#### 課題の指示
下の映画評で「生身の人間が眼前で演じる舞台」の例として挙げられているものを、すべて書き出してください。

意表をつく映像美と深遠なメッセージ――ドゥニ・ヴィルヌーヴ『メッセージ』
オペラにしろ、文楽にしろ、また演劇にしろ、生身の人間が眼前で演じる舞台は、演者の発する稀なエネルギーを直接身体に感じることができる。切ない恋を語る演者のセリフ、歌手の喉から溢れ出る甘美なメロディ、ホールをどよめかすオーケストラの響き……。劇場の椅子に身を沈めていると、全身が至福の感覚に満たされる。
いっぽう、そのような舞台では表現できない世界の現象というものがある。そこに映画の存在価値があり、コンピュータ技術の進歩によって、その価値は益々高まっている。『メッセージ』は、現実にはありえない現象を、意表をつく映像美に見事に結実させて、映画の底力を示してくれた。
突然、世界の12の地点に現れた巨大な飛行物体。高さ500m近い、ラグビーボールを縦に二等分したような物体が、モンタナの平原に浮かんでいる。周囲の山々や雲を背景に、不気味に浮かぶ奇怪な物体の姿は、息を飲む意外性がある。

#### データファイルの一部
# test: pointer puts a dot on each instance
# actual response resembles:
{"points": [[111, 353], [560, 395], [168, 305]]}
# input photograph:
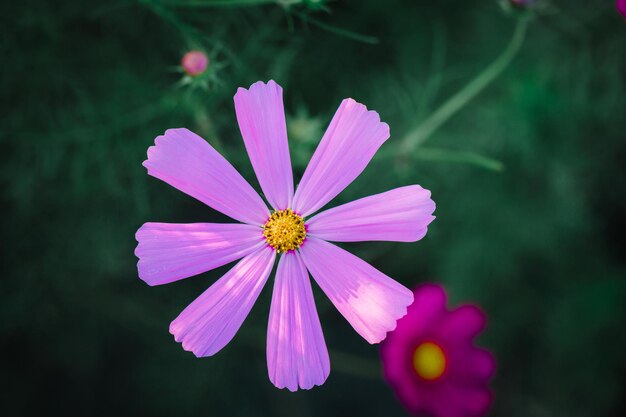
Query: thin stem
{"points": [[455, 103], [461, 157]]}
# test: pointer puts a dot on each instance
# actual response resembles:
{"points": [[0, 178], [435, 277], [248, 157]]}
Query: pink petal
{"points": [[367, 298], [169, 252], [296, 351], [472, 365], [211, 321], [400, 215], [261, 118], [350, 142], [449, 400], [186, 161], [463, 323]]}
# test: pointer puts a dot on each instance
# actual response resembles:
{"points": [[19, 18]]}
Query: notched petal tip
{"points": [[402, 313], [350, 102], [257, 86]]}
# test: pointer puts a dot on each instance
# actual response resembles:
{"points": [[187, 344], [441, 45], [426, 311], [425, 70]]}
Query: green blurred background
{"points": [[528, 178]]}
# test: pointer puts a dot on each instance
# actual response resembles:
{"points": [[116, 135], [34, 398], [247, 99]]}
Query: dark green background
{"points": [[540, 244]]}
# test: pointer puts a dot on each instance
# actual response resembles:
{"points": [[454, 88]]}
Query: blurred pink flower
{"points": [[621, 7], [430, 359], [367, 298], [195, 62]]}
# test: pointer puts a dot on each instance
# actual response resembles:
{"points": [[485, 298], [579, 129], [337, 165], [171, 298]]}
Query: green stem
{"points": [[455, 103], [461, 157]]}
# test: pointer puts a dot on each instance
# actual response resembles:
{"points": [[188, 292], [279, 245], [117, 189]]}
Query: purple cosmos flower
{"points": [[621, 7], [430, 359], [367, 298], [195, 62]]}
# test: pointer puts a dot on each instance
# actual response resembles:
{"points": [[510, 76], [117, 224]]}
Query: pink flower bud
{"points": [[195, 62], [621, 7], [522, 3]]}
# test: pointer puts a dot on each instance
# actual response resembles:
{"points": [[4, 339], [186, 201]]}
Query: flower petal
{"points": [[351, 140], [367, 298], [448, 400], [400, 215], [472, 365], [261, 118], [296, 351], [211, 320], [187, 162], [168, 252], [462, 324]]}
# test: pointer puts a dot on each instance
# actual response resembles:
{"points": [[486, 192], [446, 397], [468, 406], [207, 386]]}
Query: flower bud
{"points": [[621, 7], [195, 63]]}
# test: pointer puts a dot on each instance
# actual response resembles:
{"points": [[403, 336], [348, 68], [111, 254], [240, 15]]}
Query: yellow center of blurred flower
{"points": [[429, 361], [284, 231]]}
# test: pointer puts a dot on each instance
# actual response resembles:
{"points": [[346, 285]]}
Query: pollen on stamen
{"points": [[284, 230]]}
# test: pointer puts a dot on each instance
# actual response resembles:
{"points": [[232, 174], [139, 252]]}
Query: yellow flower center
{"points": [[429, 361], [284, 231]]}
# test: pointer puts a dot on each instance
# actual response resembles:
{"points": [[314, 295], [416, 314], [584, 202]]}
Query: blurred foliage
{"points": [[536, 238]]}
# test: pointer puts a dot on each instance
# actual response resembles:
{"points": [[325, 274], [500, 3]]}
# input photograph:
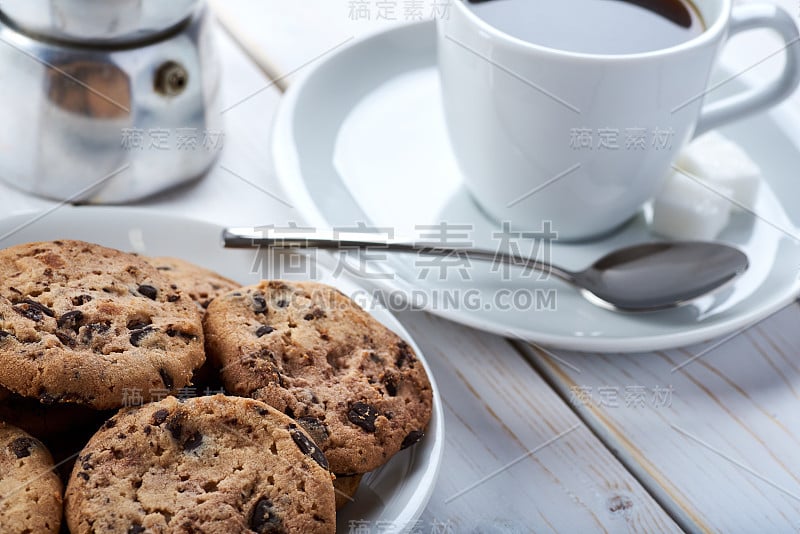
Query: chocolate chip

#### 本課題の解答
オペラ、文楽、演劇